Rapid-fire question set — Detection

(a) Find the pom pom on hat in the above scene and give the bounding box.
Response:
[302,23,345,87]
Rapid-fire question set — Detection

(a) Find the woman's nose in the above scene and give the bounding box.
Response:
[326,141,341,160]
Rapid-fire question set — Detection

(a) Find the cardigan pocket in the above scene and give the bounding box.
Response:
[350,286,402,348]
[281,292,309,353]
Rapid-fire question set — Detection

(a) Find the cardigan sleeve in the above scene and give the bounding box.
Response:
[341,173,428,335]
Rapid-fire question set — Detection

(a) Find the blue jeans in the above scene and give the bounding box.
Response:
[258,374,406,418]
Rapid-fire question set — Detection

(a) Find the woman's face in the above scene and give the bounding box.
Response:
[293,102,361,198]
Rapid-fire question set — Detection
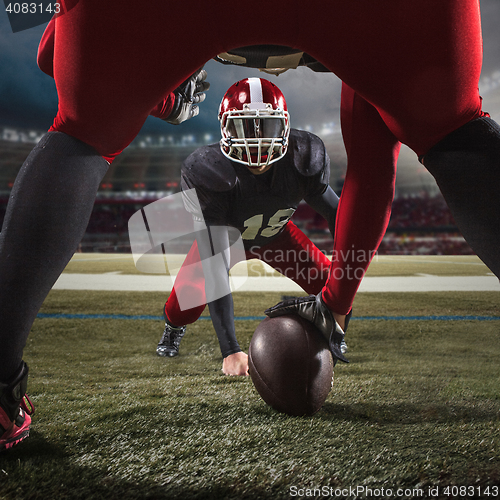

━━━━━━

→ **OBJECTIVE**: Pull out each line of the records above that contains the string "bounding", and list those lines unchanged in their original order.

→ **TASK SOLUTION**:
(a) Find the pom pom on hat in the above scene and give the bounding box.
(a) Find the woman's nose in the above scene and give the bounding box.
(a) Find the cardigan pocket in the above scene and give the bounding box.
(a) Find the cardigan sleeve in the above scene and give the bounding box.
(a) Find the blue jeans in the above scene and give the bounding box.
(a) Find the woman's face in the above scene and give the bounding box.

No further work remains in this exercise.